Aim of the exercise:
Reproduce the material below verbatim, keeping every line in its original order.

Raw records:
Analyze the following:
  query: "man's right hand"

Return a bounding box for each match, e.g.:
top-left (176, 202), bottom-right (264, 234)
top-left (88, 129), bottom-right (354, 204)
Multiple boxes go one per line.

Output of the exercise:
Analyze the following:
  query: "man's right hand"

Return a bounding box for each match, e.g.:
top-left (176, 202), bottom-right (264, 234)
top-left (88, 129), bottom-right (354, 204)
Multiple boxes go one per line.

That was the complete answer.